* [TO DO]
Render the records below as a JSON array of strings, one string per line, with blank lines omitted.
— start of LISTED RECORDS —
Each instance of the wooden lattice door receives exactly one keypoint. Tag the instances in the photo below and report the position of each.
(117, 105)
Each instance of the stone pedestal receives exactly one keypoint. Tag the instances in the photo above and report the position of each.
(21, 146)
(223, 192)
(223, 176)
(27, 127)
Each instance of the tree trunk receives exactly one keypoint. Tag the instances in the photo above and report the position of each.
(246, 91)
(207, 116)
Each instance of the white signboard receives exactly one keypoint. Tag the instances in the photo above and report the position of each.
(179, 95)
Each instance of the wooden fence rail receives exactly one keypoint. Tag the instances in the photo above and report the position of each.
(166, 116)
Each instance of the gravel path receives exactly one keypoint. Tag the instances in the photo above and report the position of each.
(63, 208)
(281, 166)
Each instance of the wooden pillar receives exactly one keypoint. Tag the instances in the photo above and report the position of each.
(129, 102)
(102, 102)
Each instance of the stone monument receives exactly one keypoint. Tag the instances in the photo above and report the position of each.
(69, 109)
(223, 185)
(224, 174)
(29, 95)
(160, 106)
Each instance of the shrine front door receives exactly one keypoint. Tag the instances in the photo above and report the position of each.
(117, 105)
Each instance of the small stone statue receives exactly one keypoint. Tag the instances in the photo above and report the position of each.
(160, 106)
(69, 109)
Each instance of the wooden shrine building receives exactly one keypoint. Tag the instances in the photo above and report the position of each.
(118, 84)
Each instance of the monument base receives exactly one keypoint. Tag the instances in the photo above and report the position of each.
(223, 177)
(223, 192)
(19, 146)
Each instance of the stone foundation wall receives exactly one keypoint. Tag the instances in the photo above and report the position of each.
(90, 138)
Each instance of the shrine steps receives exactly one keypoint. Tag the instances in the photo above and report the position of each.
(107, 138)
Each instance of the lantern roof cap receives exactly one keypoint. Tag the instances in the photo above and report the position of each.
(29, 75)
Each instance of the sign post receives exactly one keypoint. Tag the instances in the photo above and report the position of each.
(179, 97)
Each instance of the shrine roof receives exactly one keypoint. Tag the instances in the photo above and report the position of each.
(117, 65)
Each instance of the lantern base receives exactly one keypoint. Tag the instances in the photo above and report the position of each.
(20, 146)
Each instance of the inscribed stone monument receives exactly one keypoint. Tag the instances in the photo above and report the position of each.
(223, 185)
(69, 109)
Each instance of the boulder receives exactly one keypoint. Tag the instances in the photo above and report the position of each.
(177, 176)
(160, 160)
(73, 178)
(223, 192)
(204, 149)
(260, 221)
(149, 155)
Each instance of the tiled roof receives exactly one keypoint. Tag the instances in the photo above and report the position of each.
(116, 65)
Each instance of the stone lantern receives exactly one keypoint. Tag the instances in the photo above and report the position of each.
— end of LISTED RECORDS —
* [FINAL ANSWER]
[
  "Each instance of the wooden lattice door receives exactly one keypoint. Tag the instances in the photo below and report the position of each.",
  "(117, 105)",
  "Each instance of the stone pedestal receives exactly one keypoint. Tag the instances in the photo above and report the position of each.",
  "(21, 146)",
  "(223, 192)",
  "(223, 176)",
  "(27, 127)",
  "Each instance of the tree trunk receives exactly one keypoint. Tag the instances in the photo above and report the position of each.",
  "(246, 91)",
  "(207, 116)",
  "Each instance of the white signboard receives exactly one keypoint. Tag the instances in the photo above and report the position of each.",
  "(179, 95)",
  "Each instance of the wooden fence rail receives exactly one keypoint. Tag the instances in the photo above and report the position of each.",
  "(166, 116)",
  "Each instance of the gravel path receives exactly one keypoint. Tag the instances in the photo above and report the position of each.",
  "(63, 208)",
  "(281, 166)",
  "Each instance of the wooden pillar receives exactly one keypoint. Tag the instances in the photo above and report the position of each.",
  "(129, 102)",
  "(102, 102)",
  "Each instance of the stone monument receives exactly one keypoint. Tag the instances in the photo above and report the position of each.",
  "(69, 109)",
  "(223, 185)",
  "(224, 174)",
  "(29, 95)",
  "(160, 106)",
  "Each instance of the shrine front door receives exactly one keypoint. Tag the instances in the photo above and report the position of each.",
  "(117, 105)",
  "Each instance of the small stone statue receives exactly one keypoint. Tag the instances in the photo above and report the position of each.",
  "(160, 106)",
  "(69, 109)",
  "Each instance of the wooden shrine building receives exactly one keypoint. Tag the instances in the photo above and report the position of each.",
  "(118, 84)",
  "Each instance of the monument base receives exactly one keypoint. Tag the instances in the photo above and report the position of each.",
  "(223, 177)",
  "(223, 192)",
  "(19, 146)",
  "Each instance of the stone foundation wall receives exactly one keypoint. Tag the instances in the photo above and report the position of each.",
  "(90, 138)",
  "Each instance of the shrine steps receives exactly one keypoint. Tag the instances in the photo above and report the position of each.",
  "(107, 138)",
  "Each instance of the lantern roof cap receives exactly one keypoint. Tag the instances in the photo above and report the position of each.",
  "(29, 75)",
  "Each instance of the sign post receives exactly one keypoint. Tag the instances in the photo above and report the position of each.",
  "(179, 97)",
  "Each instance of the shrine roof receives exactly one keypoint. Tag the instances in the photo above and report the position of each.",
  "(117, 65)",
  "Each instance of the lantern base receives exactly one keypoint. Tag the instances in the photo above and report the position of each.",
  "(20, 146)",
  "Each instance of the inscribed stone monument receives exactly one keypoint. Tag the instances in the photo above and report the position of each.",
  "(223, 185)",
  "(69, 109)",
  "Each instance of the boulder receives exactly one keypoint. Tag the instances in the photo above and report the position of each.",
  "(177, 176)",
  "(160, 160)",
  "(73, 178)",
  "(223, 192)",
  "(204, 149)",
  "(260, 221)",
  "(149, 155)",
  "Each instance of the tiled roof receives exactly one keypoint. Tag the instances in the photo above and report the position of each.",
  "(116, 65)",
  "Each instance of the stone lantern receives exactly one keypoint. Tag the instances in the photo above and report the position of each."
]